Excerpt to read:

It’s now PARCC or bust for N.J. high school students

By Matt Rooney | The Save Jersey Blog

Very real and valid concerns about the the Partnership for Assessment of Readiness for College and Careers (PARCC) test aside, Save Jerseyans, and ignoring if you could sensational spying accusations (!), in the world of government, there’s no such thing as failure if you’ve got a number/statistic upon which you can hang your hate.

In this case, a little bit of improvement goes a long way in providing justification for PARCC test boosters who claim they’re buoyed by this year’s results.

“There was a lot of hysteria as you all remember last year, people calling upon me to cancel the PARCC tests, not administer them anymore,” Governor Chris Christie told reporters on Tuesday, celebrating marginal improvement in PARCC test takers’ passage rates. “What I said was that we have to have patience about this.”

Adopting the patient approach might prove challenging if you’re the parent of a junior high student.

Point-per-instance localization records

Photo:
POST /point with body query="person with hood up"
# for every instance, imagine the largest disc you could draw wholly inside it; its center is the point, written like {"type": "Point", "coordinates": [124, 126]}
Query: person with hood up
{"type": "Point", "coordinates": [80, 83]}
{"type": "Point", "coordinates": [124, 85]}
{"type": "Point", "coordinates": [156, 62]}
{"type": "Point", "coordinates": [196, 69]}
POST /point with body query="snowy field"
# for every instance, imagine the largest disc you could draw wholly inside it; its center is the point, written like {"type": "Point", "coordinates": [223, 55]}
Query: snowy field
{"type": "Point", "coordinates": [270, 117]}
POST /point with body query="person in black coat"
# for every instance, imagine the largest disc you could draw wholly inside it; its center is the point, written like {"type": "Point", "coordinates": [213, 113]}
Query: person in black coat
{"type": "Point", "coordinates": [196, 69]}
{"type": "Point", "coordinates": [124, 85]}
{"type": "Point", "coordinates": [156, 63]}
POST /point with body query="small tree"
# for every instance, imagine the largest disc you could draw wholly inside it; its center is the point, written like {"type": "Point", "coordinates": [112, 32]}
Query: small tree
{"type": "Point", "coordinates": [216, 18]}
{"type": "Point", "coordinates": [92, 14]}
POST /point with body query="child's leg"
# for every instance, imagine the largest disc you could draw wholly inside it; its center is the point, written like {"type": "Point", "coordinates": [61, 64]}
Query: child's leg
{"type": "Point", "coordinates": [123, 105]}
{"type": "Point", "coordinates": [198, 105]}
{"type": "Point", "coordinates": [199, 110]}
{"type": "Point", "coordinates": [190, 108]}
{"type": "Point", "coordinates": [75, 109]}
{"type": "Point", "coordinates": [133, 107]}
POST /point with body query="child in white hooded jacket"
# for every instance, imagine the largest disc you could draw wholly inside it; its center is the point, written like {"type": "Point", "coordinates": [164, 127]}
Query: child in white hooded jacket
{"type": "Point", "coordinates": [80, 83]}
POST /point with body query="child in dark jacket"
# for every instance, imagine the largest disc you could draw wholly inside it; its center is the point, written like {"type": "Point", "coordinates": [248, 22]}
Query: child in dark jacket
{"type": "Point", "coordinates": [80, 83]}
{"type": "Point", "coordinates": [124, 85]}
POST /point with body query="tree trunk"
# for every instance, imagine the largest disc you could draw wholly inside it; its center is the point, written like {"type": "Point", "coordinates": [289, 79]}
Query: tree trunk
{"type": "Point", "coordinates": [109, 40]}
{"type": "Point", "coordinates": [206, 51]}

Required action: In the article on New Jersey's PARCC test, what did Governor Chris Christie say was needed?

Result of this exercise: Patience.